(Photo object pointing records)
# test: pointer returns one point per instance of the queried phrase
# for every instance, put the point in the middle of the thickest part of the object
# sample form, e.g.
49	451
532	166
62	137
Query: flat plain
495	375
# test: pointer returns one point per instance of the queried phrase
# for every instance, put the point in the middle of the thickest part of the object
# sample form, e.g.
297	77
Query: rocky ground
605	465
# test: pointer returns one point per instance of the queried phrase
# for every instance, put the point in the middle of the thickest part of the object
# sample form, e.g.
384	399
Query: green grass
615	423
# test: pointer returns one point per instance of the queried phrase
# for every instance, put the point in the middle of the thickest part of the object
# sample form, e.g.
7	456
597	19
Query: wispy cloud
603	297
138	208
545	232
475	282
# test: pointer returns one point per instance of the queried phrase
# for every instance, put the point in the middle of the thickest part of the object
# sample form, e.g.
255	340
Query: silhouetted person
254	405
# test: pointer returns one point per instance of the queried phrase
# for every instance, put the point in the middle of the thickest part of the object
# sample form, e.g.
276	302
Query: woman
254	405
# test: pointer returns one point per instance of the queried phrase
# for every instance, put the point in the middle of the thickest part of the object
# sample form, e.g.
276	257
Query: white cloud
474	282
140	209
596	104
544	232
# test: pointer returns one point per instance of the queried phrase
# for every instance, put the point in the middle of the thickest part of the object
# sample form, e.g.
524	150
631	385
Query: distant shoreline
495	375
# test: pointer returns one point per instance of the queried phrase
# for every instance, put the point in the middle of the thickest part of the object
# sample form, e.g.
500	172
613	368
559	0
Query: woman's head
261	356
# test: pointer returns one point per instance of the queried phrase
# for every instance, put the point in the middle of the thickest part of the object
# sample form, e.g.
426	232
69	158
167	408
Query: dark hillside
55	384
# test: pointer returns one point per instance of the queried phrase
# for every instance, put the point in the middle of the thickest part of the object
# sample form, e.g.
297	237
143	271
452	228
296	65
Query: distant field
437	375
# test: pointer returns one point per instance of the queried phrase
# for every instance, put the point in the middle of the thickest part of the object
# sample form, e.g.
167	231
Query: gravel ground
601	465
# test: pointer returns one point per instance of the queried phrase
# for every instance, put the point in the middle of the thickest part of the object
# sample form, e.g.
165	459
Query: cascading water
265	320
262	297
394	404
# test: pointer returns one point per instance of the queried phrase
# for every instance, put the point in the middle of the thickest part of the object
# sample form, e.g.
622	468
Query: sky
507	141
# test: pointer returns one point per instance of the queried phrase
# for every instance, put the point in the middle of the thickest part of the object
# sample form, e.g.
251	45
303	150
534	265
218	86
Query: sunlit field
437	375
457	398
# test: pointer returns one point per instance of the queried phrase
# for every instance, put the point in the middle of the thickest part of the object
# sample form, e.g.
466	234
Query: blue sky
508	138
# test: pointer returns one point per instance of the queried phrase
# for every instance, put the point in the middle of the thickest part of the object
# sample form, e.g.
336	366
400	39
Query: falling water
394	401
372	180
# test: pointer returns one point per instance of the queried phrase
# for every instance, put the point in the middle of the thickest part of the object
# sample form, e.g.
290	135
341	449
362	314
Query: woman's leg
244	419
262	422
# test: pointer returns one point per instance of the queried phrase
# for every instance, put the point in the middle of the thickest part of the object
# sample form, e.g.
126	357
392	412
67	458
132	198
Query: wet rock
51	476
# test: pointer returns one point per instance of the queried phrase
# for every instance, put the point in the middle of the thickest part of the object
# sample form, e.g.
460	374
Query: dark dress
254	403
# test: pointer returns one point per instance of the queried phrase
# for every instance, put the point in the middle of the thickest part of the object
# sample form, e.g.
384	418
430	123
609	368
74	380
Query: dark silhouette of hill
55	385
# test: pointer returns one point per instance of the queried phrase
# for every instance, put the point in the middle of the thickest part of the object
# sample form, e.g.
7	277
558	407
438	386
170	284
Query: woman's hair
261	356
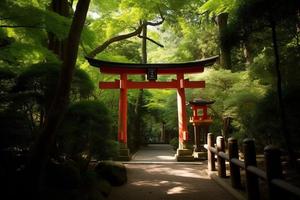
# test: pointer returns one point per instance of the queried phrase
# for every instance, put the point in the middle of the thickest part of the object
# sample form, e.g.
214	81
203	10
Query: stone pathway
153	174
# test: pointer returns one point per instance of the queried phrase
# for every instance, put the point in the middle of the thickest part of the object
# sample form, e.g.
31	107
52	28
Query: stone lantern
201	122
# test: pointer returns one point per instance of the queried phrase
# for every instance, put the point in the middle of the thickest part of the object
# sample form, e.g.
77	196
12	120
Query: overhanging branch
151	40
114	39
137	32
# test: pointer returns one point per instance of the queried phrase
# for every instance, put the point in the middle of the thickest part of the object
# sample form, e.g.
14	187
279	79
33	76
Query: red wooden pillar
122	132
182	116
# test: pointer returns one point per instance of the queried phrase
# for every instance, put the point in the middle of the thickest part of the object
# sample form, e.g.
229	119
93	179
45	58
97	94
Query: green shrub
114	173
174	143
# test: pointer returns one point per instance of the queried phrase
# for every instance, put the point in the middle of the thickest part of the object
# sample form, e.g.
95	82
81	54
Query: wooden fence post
252	186
210	155
233	152
274	170
221	161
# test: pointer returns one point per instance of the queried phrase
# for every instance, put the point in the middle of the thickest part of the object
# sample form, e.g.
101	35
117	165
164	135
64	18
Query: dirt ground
158	180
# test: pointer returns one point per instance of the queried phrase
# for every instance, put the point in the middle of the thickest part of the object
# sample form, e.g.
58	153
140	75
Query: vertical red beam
122	132
205	112
181	106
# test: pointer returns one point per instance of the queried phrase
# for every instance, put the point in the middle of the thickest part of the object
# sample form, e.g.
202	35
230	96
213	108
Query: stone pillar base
124	155
200	155
184	155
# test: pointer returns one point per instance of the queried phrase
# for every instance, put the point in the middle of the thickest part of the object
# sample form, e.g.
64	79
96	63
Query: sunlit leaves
216	7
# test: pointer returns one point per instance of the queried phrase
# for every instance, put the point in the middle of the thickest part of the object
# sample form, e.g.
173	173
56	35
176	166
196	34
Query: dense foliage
255	84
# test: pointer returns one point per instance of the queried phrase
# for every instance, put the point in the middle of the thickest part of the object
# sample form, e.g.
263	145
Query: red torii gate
152	70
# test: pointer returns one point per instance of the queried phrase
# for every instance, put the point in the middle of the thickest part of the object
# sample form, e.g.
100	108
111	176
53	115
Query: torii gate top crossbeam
160	68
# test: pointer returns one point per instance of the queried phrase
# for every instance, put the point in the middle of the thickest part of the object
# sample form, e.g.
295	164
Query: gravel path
153	178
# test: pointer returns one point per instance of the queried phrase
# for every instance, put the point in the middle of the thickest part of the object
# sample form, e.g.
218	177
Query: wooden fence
273	176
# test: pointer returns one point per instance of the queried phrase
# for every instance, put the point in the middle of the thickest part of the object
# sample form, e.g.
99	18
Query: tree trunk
247	52
224	47
62	8
45	142
284	127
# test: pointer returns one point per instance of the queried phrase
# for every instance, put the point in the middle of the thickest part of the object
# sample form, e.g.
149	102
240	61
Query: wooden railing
273	176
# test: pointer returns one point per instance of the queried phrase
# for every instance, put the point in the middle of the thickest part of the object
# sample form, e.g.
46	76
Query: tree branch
137	32
115	39
157	23
151	40
21	26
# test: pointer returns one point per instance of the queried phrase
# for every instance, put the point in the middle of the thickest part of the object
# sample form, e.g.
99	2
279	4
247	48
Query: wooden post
122	133
234	170
210	155
182	115
252	187
274	170
221	161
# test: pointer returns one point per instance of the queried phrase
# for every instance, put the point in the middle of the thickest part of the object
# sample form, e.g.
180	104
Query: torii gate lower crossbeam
123	84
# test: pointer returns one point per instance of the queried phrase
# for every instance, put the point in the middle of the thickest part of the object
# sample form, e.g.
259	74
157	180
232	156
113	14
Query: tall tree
46	139
266	15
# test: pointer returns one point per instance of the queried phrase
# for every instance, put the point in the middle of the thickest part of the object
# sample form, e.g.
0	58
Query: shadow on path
166	180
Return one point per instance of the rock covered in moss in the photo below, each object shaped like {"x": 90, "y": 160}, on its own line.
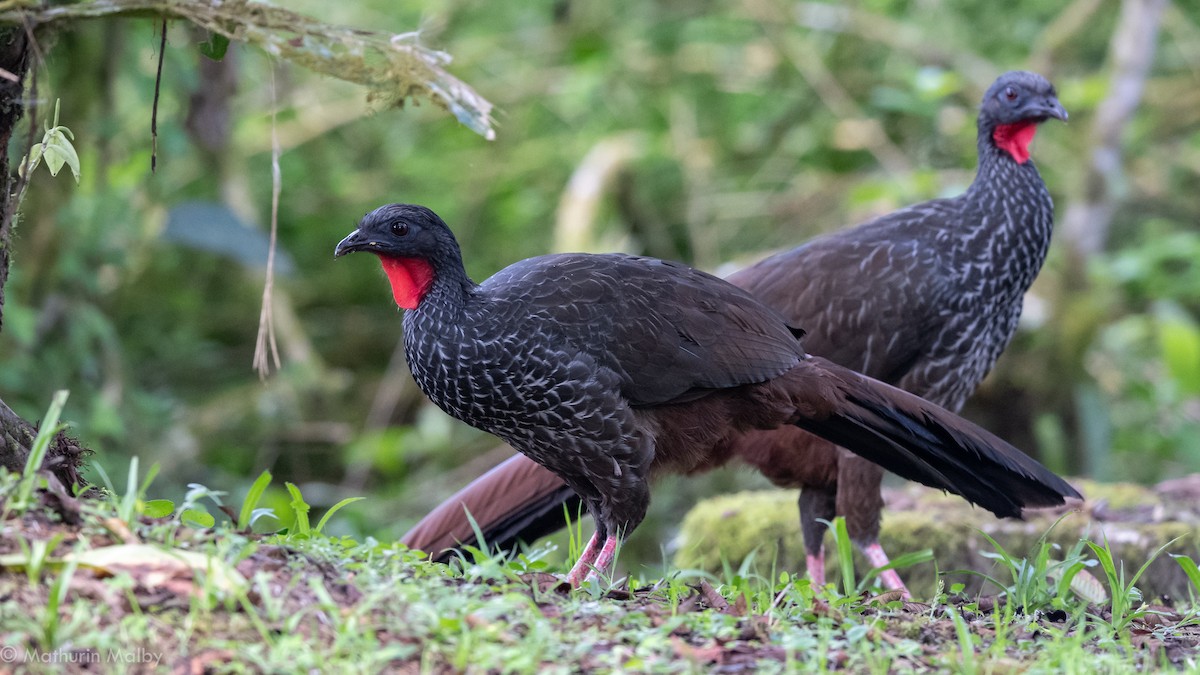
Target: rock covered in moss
{"x": 1134, "y": 520}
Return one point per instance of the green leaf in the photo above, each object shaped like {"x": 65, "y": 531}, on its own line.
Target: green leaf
{"x": 215, "y": 47}
{"x": 1179, "y": 339}
{"x": 252, "y": 497}
{"x": 157, "y": 508}
{"x": 58, "y": 151}
{"x": 300, "y": 508}
{"x": 198, "y": 518}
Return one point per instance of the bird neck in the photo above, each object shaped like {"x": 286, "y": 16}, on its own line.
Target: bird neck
{"x": 1015, "y": 138}
{"x": 411, "y": 279}
{"x": 419, "y": 281}
{"x": 1009, "y": 207}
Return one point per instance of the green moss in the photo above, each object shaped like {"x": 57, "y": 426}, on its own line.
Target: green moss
{"x": 729, "y": 529}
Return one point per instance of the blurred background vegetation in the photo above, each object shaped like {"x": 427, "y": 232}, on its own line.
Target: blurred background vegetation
{"x": 711, "y": 132}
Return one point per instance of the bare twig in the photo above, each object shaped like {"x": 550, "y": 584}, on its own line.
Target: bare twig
{"x": 154, "y": 107}
{"x": 265, "y": 318}
{"x": 1087, "y": 220}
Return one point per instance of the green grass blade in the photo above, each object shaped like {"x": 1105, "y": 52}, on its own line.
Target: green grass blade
{"x": 335, "y": 508}
{"x": 845, "y": 555}
{"x": 300, "y": 508}
{"x": 46, "y": 432}
{"x": 1192, "y": 571}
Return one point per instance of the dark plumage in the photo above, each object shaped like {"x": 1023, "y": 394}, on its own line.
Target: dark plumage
{"x": 607, "y": 369}
{"x": 924, "y": 298}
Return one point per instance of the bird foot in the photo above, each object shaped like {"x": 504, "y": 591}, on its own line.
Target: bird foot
{"x": 875, "y": 555}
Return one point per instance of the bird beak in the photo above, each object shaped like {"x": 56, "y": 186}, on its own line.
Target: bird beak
{"x": 353, "y": 242}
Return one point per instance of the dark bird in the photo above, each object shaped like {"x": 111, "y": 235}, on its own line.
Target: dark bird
{"x": 610, "y": 369}
{"x": 924, "y": 298}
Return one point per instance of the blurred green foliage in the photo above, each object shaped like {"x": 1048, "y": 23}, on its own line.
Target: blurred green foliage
{"x": 731, "y": 129}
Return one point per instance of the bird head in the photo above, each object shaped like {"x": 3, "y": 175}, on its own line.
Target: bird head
{"x": 1013, "y": 107}
{"x": 411, "y": 242}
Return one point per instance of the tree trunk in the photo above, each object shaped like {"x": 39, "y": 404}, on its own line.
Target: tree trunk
{"x": 17, "y": 435}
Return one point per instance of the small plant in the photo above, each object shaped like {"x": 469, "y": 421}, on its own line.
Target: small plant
{"x": 250, "y": 512}
{"x": 1123, "y": 593}
{"x": 23, "y": 500}
{"x": 55, "y": 148}
{"x": 853, "y": 587}
{"x": 300, "y": 508}
{"x": 1041, "y": 581}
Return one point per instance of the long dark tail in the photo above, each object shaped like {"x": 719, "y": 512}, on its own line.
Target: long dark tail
{"x": 923, "y": 442}
{"x": 517, "y": 501}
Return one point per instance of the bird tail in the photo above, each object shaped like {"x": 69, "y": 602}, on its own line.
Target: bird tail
{"x": 923, "y": 442}
{"x": 519, "y": 500}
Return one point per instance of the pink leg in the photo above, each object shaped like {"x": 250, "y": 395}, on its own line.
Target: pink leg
{"x": 876, "y": 556}
{"x": 815, "y": 565}
{"x": 604, "y": 561}
{"x": 588, "y": 560}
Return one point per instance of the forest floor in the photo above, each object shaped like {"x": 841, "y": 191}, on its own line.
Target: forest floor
{"x": 96, "y": 585}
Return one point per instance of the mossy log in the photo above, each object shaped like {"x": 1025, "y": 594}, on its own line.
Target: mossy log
{"x": 1135, "y": 521}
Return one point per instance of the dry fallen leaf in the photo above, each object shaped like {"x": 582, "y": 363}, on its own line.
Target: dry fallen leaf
{"x": 155, "y": 567}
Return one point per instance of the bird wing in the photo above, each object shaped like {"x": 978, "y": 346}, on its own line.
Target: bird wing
{"x": 669, "y": 330}
{"x": 846, "y": 290}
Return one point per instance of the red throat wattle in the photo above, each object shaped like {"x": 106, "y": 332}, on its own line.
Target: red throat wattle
{"x": 1014, "y": 138}
{"x": 411, "y": 279}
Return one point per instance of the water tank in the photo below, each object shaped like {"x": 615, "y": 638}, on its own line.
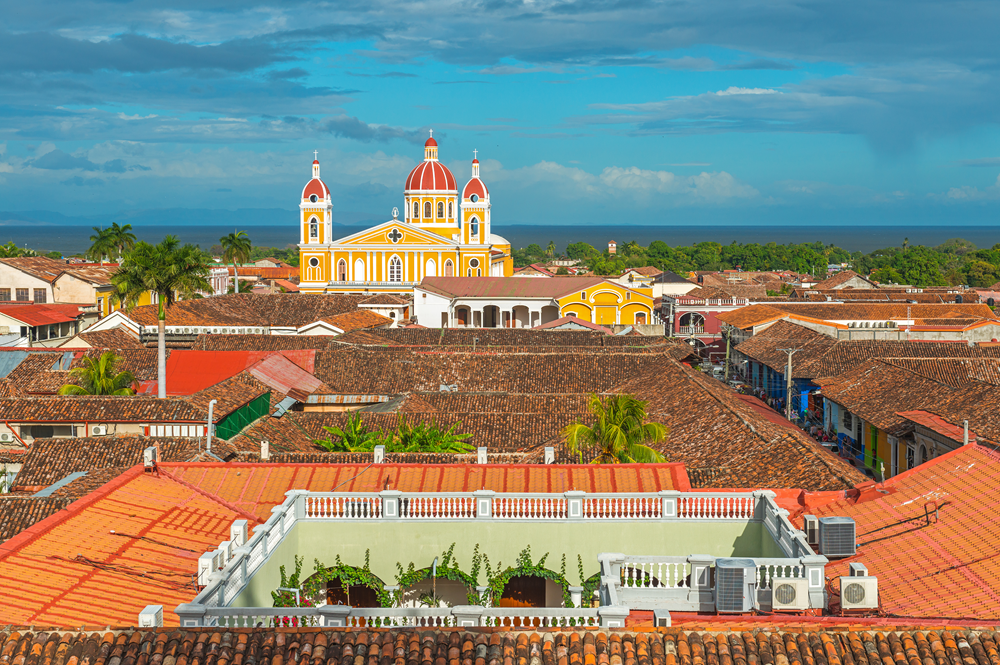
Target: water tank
{"x": 735, "y": 585}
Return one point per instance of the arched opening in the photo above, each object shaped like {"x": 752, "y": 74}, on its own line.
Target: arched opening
{"x": 692, "y": 323}
{"x": 523, "y": 591}
{"x": 353, "y": 595}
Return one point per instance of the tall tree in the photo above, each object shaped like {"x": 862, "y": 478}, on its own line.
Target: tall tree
{"x": 619, "y": 434}
{"x": 165, "y": 269}
{"x": 102, "y": 243}
{"x": 98, "y": 377}
{"x": 122, "y": 238}
{"x": 236, "y": 249}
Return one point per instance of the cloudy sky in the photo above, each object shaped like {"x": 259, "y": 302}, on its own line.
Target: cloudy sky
{"x": 587, "y": 112}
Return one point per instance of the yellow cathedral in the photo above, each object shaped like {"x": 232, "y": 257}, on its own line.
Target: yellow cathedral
{"x": 439, "y": 234}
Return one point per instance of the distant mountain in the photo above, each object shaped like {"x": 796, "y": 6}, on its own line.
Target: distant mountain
{"x": 181, "y": 217}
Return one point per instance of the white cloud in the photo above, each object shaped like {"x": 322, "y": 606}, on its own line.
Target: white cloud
{"x": 733, "y": 90}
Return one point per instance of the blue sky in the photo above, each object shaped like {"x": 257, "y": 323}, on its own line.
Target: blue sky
{"x": 619, "y": 112}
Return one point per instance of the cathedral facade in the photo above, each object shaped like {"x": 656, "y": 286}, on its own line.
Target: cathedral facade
{"x": 441, "y": 233}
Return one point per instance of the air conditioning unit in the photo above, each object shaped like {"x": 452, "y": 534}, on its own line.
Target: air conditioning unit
{"x": 858, "y": 593}
{"x": 837, "y": 537}
{"x": 789, "y": 594}
{"x": 735, "y": 585}
{"x": 811, "y": 527}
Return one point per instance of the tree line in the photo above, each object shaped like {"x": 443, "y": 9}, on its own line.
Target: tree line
{"x": 952, "y": 263}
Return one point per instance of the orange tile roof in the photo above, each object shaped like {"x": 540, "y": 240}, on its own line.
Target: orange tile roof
{"x": 932, "y": 539}
{"x": 256, "y": 488}
{"x": 133, "y": 542}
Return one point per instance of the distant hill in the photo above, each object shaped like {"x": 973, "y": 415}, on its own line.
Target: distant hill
{"x": 181, "y": 217}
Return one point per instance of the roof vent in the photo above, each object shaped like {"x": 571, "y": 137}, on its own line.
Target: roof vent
{"x": 837, "y": 536}
{"x": 858, "y": 593}
{"x": 735, "y": 585}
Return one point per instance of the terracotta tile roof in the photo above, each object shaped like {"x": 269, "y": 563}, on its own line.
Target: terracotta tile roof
{"x": 507, "y": 287}
{"x": 98, "y": 409}
{"x": 50, "y": 460}
{"x": 840, "y": 278}
{"x": 17, "y": 513}
{"x": 160, "y": 528}
{"x": 943, "y": 515}
{"x": 259, "y": 487}
{"x": 783, "y": 642}
{"x": 37, "y": 266}
{"x": 711, "y": 428}
{"x": 259, "y": 342}
{"x": 250, "y": 309}
{"x": 115, "y": 338}
{"x": 358, "y": 320}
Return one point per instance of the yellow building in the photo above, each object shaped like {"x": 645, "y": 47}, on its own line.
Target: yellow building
{"x": 440, "y": 234}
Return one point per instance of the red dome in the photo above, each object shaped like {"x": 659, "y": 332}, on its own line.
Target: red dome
{"x": 431, "y": 175}
{"x": 317, "y": 187}
{"x": 475, "y": 186}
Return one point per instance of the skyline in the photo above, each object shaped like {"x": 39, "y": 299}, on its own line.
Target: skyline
{"x": 583, "y": 113}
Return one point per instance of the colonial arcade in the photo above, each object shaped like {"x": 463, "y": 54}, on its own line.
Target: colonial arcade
{"x": 440, "y": 234}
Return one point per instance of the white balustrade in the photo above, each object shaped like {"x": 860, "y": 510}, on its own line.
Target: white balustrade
{"x": 716, "y": 507}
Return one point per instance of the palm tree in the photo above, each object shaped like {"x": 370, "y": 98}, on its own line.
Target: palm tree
{"x": 236, "y": 249}
{"x": 619, "y": 433}
{"x": 98, "y": 377}
{"x": 122, "y": 238}
{"x": 165, "y": 270}
{"x": 102, "y": 244}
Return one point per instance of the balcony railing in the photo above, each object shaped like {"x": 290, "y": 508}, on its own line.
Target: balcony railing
{"x": 225, "y": 573}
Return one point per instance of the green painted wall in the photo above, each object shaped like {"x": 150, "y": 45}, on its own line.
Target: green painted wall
{"x": 419, "y": 542}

■ What to work on: Your task is to write out the lines from the one with "Return one point per instance of the colonial" through the end of the records, exactly and with nothing added.

■ Exercise output:
Return one point per instance of the colonial arcade in the photo above, each object shaped like {"x": 463, "y": 54}, on its own line.
Target: colonial arcade
{"x": 440, "y": 234}
Return one point per instance of the white balustrade in the photo above, each object shaped like {"x": 860, "y": 510}, on its own line.
Target: white balustrade
{"x": 716, "y": 507}
Return one point per instance of the palm tree in the photo above, each object shaped like {"x": 370, "y": 98}, on its own line.
Target: palm tree
{"x": 236, "y": 249}
{"x": 619, "y": 433}
{"x": 98, "y": 377}
{"x": 122, "y": 238}
{"x": 165, "y": 270}
{"x": 102, "y": 244}
Return one point per instance of the balcony railing in the photo above, each object shaped like {"x": 290, "y": 508}, on its own line.
Target: balcony railing
{"x": 225, "y": 573}
Return one point per instance of the green painted wall in the photo above, each object shaped like {"x": 150, "y": 45}, on its own line.
Target: green painted wall
{"x": 419, "y": 542}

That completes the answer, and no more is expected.